Records supplied below:
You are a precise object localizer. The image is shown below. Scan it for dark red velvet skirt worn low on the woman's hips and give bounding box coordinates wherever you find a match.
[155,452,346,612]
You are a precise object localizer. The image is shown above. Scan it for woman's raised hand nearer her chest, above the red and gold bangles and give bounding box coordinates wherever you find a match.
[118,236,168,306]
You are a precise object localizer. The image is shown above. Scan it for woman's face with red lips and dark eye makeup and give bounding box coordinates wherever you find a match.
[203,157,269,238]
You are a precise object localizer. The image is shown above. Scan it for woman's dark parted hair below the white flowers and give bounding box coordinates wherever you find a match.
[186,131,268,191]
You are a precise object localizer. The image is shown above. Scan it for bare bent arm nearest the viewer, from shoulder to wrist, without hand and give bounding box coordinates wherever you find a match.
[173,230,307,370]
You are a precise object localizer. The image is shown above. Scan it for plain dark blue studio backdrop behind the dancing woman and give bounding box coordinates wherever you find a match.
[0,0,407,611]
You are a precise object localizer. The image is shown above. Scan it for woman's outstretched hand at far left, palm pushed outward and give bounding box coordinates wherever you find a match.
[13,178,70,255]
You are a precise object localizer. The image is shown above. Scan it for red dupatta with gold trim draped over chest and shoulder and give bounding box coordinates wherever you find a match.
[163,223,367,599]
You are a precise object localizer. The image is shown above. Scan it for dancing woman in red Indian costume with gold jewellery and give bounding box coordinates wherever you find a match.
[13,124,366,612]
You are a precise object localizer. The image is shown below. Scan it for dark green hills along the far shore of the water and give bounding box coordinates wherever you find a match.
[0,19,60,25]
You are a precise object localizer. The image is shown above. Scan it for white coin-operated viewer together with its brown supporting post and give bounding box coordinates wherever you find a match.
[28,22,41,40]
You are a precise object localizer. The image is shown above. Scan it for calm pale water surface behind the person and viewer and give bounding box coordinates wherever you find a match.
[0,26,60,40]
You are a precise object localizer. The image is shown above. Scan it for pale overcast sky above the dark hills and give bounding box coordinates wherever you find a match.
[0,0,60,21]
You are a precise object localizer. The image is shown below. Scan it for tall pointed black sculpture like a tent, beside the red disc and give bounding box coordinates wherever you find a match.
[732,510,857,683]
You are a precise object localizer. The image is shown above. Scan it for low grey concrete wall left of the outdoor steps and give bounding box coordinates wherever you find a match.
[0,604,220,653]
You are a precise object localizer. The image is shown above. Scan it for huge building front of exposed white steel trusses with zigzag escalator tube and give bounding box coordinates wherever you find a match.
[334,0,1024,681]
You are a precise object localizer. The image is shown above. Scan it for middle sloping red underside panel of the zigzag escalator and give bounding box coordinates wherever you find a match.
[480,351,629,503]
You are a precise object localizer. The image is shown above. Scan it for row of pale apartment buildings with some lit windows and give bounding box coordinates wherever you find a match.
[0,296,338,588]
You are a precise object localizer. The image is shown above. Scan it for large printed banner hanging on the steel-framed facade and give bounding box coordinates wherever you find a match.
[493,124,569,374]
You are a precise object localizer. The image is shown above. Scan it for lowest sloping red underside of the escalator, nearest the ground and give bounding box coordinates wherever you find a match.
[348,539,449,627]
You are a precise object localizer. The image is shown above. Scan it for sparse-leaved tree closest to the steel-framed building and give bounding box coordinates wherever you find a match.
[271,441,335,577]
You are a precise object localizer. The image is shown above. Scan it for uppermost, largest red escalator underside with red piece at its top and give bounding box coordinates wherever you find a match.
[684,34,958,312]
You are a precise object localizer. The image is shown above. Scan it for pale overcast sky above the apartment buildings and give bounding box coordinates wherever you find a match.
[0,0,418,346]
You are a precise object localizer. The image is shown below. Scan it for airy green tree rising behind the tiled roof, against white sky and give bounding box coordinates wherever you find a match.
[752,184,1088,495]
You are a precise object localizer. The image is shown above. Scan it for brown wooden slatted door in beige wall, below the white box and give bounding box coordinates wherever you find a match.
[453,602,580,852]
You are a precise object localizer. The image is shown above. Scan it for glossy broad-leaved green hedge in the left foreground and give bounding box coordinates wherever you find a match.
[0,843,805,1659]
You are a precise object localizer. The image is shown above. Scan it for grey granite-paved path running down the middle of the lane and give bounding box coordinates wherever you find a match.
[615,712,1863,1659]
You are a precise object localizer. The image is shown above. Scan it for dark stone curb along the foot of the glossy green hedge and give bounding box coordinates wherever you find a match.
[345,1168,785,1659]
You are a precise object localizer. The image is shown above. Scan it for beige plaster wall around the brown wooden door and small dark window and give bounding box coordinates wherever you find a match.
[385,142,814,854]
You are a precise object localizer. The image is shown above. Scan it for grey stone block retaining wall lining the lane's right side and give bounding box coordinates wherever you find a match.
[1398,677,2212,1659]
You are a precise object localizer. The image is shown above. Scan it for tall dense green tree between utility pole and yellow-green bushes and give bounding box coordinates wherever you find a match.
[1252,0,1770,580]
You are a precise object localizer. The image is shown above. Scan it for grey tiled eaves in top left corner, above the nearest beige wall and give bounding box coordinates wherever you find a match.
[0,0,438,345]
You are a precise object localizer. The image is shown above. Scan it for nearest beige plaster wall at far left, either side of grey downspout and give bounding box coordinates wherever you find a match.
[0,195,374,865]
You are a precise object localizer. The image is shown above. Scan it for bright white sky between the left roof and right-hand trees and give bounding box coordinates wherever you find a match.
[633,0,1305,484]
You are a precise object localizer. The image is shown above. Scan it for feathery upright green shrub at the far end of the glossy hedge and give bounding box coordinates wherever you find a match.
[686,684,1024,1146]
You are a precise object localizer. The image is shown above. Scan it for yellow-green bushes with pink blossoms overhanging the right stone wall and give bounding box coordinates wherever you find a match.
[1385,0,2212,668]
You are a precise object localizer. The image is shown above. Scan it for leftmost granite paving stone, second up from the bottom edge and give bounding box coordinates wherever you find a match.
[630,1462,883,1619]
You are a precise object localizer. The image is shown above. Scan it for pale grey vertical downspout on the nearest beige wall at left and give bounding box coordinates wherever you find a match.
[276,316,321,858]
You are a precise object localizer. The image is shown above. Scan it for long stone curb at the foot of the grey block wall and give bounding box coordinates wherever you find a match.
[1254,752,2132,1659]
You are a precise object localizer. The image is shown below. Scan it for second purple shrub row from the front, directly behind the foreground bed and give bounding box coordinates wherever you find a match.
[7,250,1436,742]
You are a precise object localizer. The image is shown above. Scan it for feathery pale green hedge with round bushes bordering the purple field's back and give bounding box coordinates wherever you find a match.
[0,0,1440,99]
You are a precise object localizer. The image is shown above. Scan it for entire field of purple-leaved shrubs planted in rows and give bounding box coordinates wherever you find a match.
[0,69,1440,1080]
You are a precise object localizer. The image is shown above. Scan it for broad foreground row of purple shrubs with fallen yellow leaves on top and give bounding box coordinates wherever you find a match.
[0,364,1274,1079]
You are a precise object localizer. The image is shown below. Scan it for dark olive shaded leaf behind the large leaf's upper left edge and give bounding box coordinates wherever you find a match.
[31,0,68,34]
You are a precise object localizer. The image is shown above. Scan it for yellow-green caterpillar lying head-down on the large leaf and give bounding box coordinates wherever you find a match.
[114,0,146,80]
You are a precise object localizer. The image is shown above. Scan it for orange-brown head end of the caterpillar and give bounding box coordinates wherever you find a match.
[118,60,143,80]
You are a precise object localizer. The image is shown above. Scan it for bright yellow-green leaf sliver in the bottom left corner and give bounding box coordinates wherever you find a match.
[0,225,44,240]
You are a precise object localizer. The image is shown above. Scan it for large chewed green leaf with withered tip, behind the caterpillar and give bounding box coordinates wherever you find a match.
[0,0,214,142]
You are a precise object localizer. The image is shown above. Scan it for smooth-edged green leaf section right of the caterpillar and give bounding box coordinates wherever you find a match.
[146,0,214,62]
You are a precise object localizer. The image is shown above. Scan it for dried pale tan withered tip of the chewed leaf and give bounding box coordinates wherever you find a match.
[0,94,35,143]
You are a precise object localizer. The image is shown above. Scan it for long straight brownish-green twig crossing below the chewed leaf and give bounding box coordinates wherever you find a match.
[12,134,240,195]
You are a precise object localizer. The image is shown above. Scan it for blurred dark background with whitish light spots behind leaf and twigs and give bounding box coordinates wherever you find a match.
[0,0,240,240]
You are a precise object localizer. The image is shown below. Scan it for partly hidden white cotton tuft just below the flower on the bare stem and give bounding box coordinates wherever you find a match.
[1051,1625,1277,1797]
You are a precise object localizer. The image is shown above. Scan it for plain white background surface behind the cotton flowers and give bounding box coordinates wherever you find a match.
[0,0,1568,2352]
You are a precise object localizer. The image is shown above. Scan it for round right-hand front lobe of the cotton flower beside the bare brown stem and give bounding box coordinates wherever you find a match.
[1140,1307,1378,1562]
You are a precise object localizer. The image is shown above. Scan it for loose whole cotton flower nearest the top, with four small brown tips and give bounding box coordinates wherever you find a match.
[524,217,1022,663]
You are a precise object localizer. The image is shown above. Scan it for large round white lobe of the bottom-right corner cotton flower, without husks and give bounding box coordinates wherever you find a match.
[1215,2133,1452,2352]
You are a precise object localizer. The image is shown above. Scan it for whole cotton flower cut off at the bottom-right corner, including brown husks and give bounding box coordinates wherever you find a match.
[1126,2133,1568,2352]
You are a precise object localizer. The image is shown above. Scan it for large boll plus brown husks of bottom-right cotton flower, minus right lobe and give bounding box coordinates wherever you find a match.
End of Records supplied.
| Work to complete |
Your task is to restate, word for word, the line with "for plain white" and all lines after it, ending with the last line of the data.

| Solution to the exercise |
You are a precise object localizer. The image is shown above. Scan it for plain white background surface behind the cotton flowers and give bounding box coordinates wherever you find a match.
[0,0,1568,2352]
You are a precise object localizer. The image is shown above. Scan it for round right-hand front lobe of the cotton flower beside the bare brown stem and give bounding box coordinates wherever you find a match.
[1140,1307,1378,1562]
You are a precise object localizer. The image is shown above. Scan it for loose whole cotton flower nearest the top, with four small brown tips and give bounding box coordinates wherever you find a match.
[524,217,1022,663]
You are a precise object localizer. The image is shown above. Scan it for large round white lobe of the bottom-right corner cotton flower, without husks and give bounding box coordinates wherever you find a match.
[1215,2133,1452,2352]
You are a precise object localizer. The image is shown above. Scan it for whole cotton flower cut off at the bottom-right corner, including brown husks and give bounding box coordinates wherever you find a match.
[1126,2133,1568,2352]
You are a precise object localizer. The image is shown above. Scan it for large boll plus brown husks of bottom-right cotton flower, minus right lobe and give bounding box coordinates wherever you find a match.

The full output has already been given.